## Yapılacak alıştırmalar
1: Kaçak elektrik yazısına göre lütfen şu soruları yanıtlayın:
(a) Batıda vergiler gününde ödenmezse hizmetler en geç kaç günde kesilir?
(b) İktidar, kaçak elektriğin faturasını dürüst vatandaşa yükleyen tasarıyı nereden geçirdi?
(c) Enerji Bakanlığı'nın hesaplamalarına göre bugüne kadar kullanılan kaçak elektrik kaç liralıktır?
2: Kaçak elektrik yazısında "BELEDİYELER" ifadesinden başlayıp "fotoğrafları..." ifadesine kadar, bu ifade de dahil olmak üzere, bölümü aynen tekrar yazın.
3: Kaçak elektrik yazısını son cümlesinden sonra sürdürün.

BELEDİYELER
DOSYASI:
İşte hırsızlığın fotoğrafı
DOĞUDA
BELEŞ BATIDA GÖMEŞ
İşte
Hükümet’in bize ödetmek için yasa hazırladığı kayıp, kaçak ve çalıntı elektriğin tüyler ürperten
fotoğrafları...
İç, Batı, Kuzey ve Güney Anadolu'da devlet şahindir. Özelleştirme denilen "alenen peşkeş" yoluyla özel sektörün eline düşen hizmet sektörleri ise tam bir canavar. Güney Doğu Anadolu dışında, sıkıysa bir vatandaş elektrik, su, telefon, yol, asfalt, kanalizasyon ve sair vergileri gününde ödemesin. En geç üç günde hizmetler kesilir, jet hızıyla icralar gelir vatandaşın ümüğüne çöker. Malına, mülküne, maaşına el konulur. Batıda merhamet, şefkat, müsamaha ve tolerans yoktur. Batıda hükümet desteği ile celâlleşen, canavarlaşan, her ne pahasına olursa olsun yasa, yasak ve kuralları acımasızca bile olsa, mutlaka uygulayan kurumlar, kuruluşlar, özel/güzel sektörler vardır. Fakat hükümetin "hükümferma olamadığı" güney doğuda öyle mi? İki
klimanın sabah akşam çalıştığı gecekondular, kaçak trafolarla çevrilmiş sulama
kanalları, duvarı boydan boya klimalarla kaplanmış iş hanı ve apartman
daireleri…
TASARRUF
ARTIK BOŞ
İktidar,
kaçak elektrik kullananların faturasını dürüst vatandaşın üzerine yıkan
tasarıyı komisyondan geçirdi. Tasarının Meclis genel kurulunda da kabul
edilerek yasalaşması halinde, kaçak elektriğin parası faturalarımıza artık
“yasal” olarak eklenecek. Evindeki
iki lambadan birini söndürüp, televizyonunu karanlıkta izleyerek 5-10 lira
tasarruf etmeye çalışan vatandaş; çifter klimayla soğutulan gecekonduların,
oluk oluk tarla sulayan toprak ağalarının ödemediği milyarlarca liralık kaçak
elektriği de ödemek zorunda kalacak.
Enerji
Bakanlığı’nın hesaplamalarına göre, bugüne kadar kullanılan 33 milyar liralık
kaçak elektriğin parası da dürüst vatandaşa yüklendi. Vatandaş tam dava açıp
haksız yere ödettirilen parayı geri alıyordu ki, yeni yasayla şimdi dava yolu
da fiilen kapatılmaya çalışılıyor. Kaçak kullanımın dürüst vatandaşa yüklenmesi
yasayla güvenceye alınacağı için artık dağıtım şirketleri kaçağın peşine düşmek
zorunda kalmayacak. Tüketilen kaçak elektrik 77 milyon vatandaşın faturasını
yasal olarak eklenecek. Kaçak kullananlar da “nasıl olsa diğerleri ödüyor” diye
savurganlığı daha da artıracak. Sonuçta dürüst vatandaşın elektrik faturası
şişecek.

## Sağlanan veriler
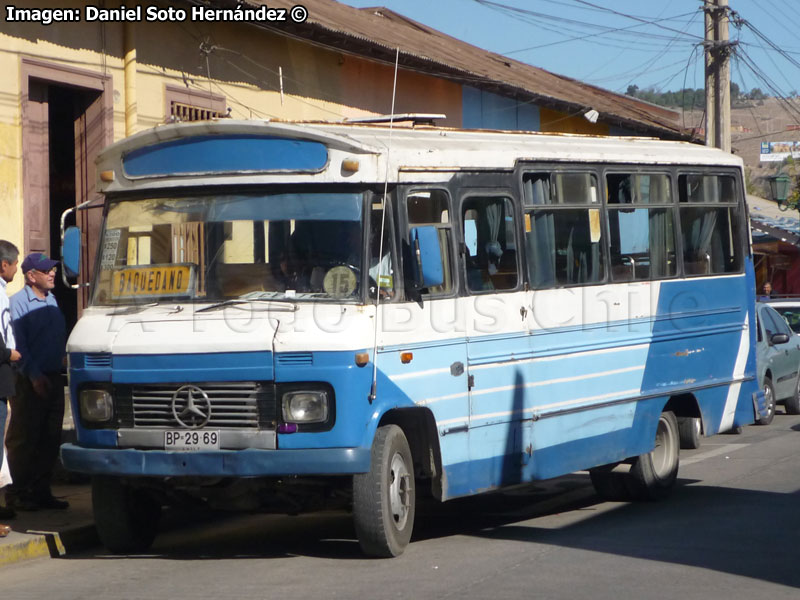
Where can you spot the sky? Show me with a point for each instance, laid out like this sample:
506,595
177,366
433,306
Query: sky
617,43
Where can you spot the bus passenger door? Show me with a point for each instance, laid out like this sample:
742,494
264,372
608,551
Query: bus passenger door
497,335
432,324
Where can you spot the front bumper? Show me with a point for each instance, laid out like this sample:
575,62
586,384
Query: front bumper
218,463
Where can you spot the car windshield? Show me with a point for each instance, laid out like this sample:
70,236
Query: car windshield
791,314
298,246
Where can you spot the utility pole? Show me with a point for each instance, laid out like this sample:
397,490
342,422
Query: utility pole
718,75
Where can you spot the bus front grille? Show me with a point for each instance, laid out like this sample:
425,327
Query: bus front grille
228,405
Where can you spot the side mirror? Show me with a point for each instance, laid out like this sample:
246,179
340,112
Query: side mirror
779,338
428,270
71,252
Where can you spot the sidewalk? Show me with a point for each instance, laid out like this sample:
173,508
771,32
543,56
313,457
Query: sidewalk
51,532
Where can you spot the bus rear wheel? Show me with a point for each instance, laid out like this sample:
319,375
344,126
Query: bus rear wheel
653,475
126,519
384,499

## Görev çıktıları
1:
(a) En geç üç günde
(b) Komisyondan
(c) 33 milyar liralık

2:
BELEDİYELER
DOSYASI:
İşte hırsızlığın fotoğrafı
DOĞUDA
BELEŞ BATIDA GÖMEŞ
İşte
Hükümet’in bize ödetmek için yasa hazırladığı kayıp, kaçak ve çalıntı elektriğin tüyler ürperten
fotoğrafları...

3:
İŞTE
CAN YAKAN FOTOĞRALAR
Hükümet,
kaçak elektrik kullananları adeta ödüllendirirken, kimlerin faturasını
ödediğimiz fotoğraflara çarpıcı bir şekilde yansıdı. Kaçağın en yüksek
boyutlarda olduğu Güneydoğu’daki Dicle dağıtım bölgesinde çekilen fotoğraflar,
apartman ve işhanlarının dış duvarını tamamını saran klimaları, derme çatma
gecekondularda kullanılan çifter klimaları, kaçak elektrikle sulanan geniş
tarım arazilerini gözler önüne seriyor. Kaçak
trafolar özellikle sulama kanallarında sıklıkla kullanılıyor. Sulama suyunun bu
kanallardan çekilip kilometrelerce öteye taşınabilmesi için büyük bir trafoya
ihtiyaç duyuluyor. O trafo da bırakın evleri, fabrikaların tükettiği elektriği
tüketiyor.
Kaçağın yoğun olduğu Dicle bölgesinde bir apartman.
Apartmanın dış yüzü adeta arı peteğini andıran klimalarla sarılmış. Fotoğraf,
her bir dairenin yanı sıra her bir oda da ayrı ayrı klima olduğunu gösteriyor.
Binanın altındaki deponun ise bedava kaçak elektrikle çalışan klimalarla adeta
soğuk hava deposuna dönüştürüldüğü görülüyor. Devlet bu savurganlığı önlemek
yerine, orada tüketilen elektriğin faturasını bize gönderiyor.
BU TÜKETİM BİZİM FATURADA:
Sulama kanalına kurulan kaçak trafoyla
tarlalar sulanıyor. Çapı yaklaşık 40 cm olan borularla suyun kilometrelerce
ötelere taşınabilmesi için büyük miktarlarda elektrik tüketiliyor.
ELEKTRİK SEBİLİ:
Sulama kanalının dibinde 3 ayrı kaçak trafo kurulmuş.
Enerji Bakanı Yıldız’ın ‘Kaçak kullanımı trafolardan takip edeceğiz” dediği
manzara işte bu. Üç ayrı trafonun tükettiği elektrikle, kilometrelerce ötedeki
üç ayrı bölgeye su pompalanıyor. Görüntü adeta, kullananların para
ödemediği elektrik sebilini işaret ediyor.
TOPRAK AĞALARI:
Teknik uzmanların yaptığı tespitlere göre, su
kanallarına çekilen elektrik direkleri ve trafolar, birden fazla toprak
ağasının binlerce dönüm tarlasını sulamak için kaçak elektrik kullanıyor.
Toprak ağaları bedava sulama sayesinde milyonları kazanırken yoksul vatandaş o
tüketimi kendi elektrik faturasında görüyor.
VAHŞİ TÜKETİM:
Elektrik bedava olunca suyun kaç yüz metre yükseğe
pompalanacağı, kaç kilometre öteye taşınacağı dert edilmiyor. Vahşi tüketim
normal elektrik tüketiminin birkaç kat artmasına neden oluyor.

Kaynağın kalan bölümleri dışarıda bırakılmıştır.